* [TASK STATEMENT] Scanning the listing below, tally every line where the string "teal" shows up, then state the count alone.

━━━━━━━━━━━━━━━━━━━━━━━━━━━━━━

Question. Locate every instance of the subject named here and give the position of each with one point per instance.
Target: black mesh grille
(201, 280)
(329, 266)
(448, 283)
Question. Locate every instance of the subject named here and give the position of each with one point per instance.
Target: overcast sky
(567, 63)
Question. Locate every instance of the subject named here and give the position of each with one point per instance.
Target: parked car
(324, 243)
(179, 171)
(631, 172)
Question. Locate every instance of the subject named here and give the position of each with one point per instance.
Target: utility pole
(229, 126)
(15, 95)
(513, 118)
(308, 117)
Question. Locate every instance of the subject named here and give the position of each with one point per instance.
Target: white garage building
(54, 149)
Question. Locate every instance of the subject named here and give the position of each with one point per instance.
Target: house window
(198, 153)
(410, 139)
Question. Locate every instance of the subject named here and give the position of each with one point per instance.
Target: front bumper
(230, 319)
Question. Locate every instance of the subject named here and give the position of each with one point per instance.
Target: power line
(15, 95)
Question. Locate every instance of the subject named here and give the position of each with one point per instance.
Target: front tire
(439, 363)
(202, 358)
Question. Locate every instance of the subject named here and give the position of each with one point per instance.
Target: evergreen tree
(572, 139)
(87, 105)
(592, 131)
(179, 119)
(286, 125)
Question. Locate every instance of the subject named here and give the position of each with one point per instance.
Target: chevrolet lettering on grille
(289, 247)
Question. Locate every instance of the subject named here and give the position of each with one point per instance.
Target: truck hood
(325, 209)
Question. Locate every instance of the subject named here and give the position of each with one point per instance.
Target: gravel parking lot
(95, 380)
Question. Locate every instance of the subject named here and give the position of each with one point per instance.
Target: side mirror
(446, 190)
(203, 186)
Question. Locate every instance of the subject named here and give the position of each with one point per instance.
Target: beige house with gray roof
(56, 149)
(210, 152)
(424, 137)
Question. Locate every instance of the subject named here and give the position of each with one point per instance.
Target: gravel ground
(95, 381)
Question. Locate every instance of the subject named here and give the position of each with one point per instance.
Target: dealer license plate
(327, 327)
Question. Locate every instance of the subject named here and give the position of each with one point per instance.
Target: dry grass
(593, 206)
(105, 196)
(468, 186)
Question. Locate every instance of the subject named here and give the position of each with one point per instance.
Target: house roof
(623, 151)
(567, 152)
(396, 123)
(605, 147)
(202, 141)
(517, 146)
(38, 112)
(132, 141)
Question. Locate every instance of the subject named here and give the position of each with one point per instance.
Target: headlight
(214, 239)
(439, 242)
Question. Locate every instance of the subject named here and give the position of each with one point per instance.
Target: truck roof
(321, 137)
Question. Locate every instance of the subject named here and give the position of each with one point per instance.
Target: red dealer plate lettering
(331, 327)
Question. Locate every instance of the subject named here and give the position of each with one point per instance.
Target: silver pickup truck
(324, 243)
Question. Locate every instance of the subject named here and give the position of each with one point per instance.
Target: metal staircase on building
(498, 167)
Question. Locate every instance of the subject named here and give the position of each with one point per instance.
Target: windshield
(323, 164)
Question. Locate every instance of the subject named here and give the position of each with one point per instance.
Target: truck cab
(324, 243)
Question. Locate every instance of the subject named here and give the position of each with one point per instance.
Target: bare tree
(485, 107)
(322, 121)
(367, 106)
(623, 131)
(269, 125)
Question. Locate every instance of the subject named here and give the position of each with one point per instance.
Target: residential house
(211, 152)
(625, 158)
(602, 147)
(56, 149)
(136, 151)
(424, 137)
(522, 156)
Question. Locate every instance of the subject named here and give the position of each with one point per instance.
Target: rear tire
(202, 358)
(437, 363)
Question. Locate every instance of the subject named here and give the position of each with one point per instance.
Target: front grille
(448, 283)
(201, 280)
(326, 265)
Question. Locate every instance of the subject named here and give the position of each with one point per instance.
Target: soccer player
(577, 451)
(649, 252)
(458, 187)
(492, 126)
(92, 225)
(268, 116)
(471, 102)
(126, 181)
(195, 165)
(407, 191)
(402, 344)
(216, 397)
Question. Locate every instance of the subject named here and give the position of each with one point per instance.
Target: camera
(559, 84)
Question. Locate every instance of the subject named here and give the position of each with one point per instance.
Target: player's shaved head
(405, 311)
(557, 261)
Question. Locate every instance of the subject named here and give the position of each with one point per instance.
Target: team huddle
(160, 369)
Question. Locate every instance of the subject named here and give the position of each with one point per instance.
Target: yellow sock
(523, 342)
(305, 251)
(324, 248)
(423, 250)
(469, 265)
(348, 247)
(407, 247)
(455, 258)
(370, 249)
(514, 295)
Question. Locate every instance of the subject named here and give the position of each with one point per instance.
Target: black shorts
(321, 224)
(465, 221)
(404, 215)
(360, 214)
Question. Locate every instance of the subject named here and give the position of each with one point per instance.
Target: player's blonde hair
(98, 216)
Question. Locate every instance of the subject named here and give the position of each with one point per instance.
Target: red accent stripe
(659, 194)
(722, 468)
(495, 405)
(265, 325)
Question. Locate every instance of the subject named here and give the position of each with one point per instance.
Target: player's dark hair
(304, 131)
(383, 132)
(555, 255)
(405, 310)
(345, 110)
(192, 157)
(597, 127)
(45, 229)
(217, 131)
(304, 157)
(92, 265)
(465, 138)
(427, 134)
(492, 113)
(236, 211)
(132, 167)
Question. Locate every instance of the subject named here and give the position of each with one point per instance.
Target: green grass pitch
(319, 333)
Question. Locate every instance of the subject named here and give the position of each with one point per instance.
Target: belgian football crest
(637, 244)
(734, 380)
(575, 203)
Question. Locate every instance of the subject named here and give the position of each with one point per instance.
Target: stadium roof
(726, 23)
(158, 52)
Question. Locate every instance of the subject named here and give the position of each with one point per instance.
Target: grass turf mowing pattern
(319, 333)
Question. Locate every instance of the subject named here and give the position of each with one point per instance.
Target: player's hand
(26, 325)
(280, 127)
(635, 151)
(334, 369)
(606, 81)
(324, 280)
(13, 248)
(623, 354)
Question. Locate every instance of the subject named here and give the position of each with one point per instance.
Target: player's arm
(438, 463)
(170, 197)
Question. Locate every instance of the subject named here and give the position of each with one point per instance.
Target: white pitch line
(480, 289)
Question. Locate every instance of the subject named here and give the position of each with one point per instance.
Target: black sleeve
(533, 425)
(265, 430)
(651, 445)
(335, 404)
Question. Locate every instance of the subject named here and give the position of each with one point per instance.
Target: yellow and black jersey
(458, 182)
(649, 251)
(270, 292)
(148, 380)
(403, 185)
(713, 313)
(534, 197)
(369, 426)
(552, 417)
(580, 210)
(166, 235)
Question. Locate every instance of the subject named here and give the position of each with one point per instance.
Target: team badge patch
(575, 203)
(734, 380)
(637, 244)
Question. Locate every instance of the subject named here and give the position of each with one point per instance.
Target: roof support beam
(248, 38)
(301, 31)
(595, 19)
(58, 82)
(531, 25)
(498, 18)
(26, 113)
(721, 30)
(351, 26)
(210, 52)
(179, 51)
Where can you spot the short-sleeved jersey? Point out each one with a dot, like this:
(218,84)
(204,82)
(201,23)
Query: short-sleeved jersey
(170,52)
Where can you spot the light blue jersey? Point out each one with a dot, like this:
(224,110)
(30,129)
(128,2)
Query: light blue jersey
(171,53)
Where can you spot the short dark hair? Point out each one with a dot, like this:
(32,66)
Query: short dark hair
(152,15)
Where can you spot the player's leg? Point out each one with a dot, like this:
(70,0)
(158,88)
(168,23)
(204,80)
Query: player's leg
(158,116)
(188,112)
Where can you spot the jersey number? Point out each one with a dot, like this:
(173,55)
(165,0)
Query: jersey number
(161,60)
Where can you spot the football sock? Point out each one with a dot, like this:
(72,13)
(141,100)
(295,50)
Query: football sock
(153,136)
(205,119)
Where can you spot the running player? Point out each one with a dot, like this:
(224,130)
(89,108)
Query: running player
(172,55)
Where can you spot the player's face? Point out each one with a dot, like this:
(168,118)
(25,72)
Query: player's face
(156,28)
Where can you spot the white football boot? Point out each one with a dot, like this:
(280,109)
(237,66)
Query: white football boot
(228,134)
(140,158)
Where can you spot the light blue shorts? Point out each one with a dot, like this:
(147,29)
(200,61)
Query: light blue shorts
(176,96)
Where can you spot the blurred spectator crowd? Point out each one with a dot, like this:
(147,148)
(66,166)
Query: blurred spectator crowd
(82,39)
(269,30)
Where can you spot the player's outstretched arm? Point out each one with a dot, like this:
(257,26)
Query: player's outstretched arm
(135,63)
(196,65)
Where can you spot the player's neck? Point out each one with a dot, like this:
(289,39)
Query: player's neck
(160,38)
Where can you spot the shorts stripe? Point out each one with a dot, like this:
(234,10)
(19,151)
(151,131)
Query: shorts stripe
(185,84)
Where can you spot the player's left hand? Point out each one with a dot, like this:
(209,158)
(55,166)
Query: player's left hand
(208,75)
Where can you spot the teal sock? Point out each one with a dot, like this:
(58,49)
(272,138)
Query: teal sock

━━━━━━━━━━━━━━━━━━━━━━━━━━━━━━

* [RESPONSE TO THE TASK] 2